The Committee evaluates the performance of management and determines
compensation policies and levels.
 
EXECUTIVE COMPENSATION PHILOSOPHY
 
  The Company believes that compensation should reflect the value created for
its shareholders, while supporting the business strategies and long-range
plans of the Company. Accordingly, the Company's executive compensation
program is based on guiding principles designed to align compensation with the
Company's business strategy and performance. These principles are:
 
    (i) to attract and retain key executives critical to the long-term
  success of the Company who are of the highest caliber;
 
    (ii) to motivate executives to enhance long-term shareholder value by
  building appropriate ownership in the Company; and
 
    (iii) to provide salary increases to key executives whose efforts can be
  reflected in the Company's annual and long-term plans and goals.
 
EXECUTIVE COMPENSATION COMPONENTS
 
  The Company's executive compensation is based on three principal components,
each of which is intended to serve the Company's overall compensation
philosophy.
 
  Base Salary. Base salary for each executive is intended to be determined
principally by the following factors:
 
    (i) the executive's contribution to the Company's business;
 
    (ii) the executive's length of service with the Company; and
 
    (iii) the executive's unique talents and abilities with respect to the
  Company's operations.

Given problem 1: From the executive compensation passage, list the factors by which each executive's base salary is intended to be determined.

Data rows:

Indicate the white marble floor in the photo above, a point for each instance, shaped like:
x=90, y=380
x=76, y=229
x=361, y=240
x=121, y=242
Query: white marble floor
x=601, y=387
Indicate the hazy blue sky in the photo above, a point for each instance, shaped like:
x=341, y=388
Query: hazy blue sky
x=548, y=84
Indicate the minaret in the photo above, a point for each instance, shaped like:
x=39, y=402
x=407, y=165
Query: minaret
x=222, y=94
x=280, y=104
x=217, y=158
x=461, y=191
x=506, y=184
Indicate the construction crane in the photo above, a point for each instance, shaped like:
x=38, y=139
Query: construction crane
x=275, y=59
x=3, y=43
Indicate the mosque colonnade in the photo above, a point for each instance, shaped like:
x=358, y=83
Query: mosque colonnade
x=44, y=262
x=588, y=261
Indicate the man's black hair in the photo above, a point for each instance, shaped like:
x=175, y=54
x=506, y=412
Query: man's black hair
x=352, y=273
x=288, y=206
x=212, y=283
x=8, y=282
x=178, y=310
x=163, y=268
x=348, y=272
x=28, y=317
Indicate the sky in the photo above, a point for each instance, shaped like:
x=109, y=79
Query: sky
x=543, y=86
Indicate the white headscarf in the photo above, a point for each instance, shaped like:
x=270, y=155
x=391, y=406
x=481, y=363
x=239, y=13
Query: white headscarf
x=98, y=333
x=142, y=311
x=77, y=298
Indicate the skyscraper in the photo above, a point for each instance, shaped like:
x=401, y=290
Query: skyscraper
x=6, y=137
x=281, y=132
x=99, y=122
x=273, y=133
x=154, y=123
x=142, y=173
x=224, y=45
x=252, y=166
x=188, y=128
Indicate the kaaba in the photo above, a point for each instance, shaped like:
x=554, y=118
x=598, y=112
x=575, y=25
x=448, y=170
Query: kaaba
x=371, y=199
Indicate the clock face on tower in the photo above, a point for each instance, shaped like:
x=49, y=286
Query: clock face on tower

Given problem 2: Reproduce the entries line for line, from the first line of the entries through the line holding "x=28, y=317", with both of those lines included.

Task answer 1:
- The executive's contribution to the Company's business
- The executive's length of service with the Company
- The executive's unique talents and abilities with respect to the Company's operations

Task answer 2:
Indicate the white marble floor in the photo above, a point for each instance, shaped like:
x=90, y=380
x=76, y=229
x=361, y=240
x=121, y=242
Query: white marble floor
x=601, y=387
Indicate the hazy blue sky in the photo above, a point for each instance, shaped like:
x=341, y=388
Query: hazy blue sky
x=548, y=84
Indicate the minaret in the photo above, a point for each instance, shaped like:
x=39, y=402
x=407, y=165
Query: minaret
x=222, y=94
x=280, y=104
x=217, y=158
x=461, y=191
x=506, y=184
Indicate the construction crane in the photo above, a point for each instance, shaped like:
x=38, y=139
Query: construction crane
x=275, y=59
x=3, y=43
Indicate the mosque colonnade in the photo above, a point for each instance, shaped like:
x=358, y=83
Query: mosque colonnade
x=44, y=262
x=588, y=261
Indicate the man's black hair in the photo above, a point for each instance, shaped like:
x=175, y=54
x=506, y=412
Query: man's black hair
x=352, y=273
x=288, y=206
x=212, y=283
x=8, y=282
x=178, y=310
x=163, y=268
x=348, y=272
x=28, y=317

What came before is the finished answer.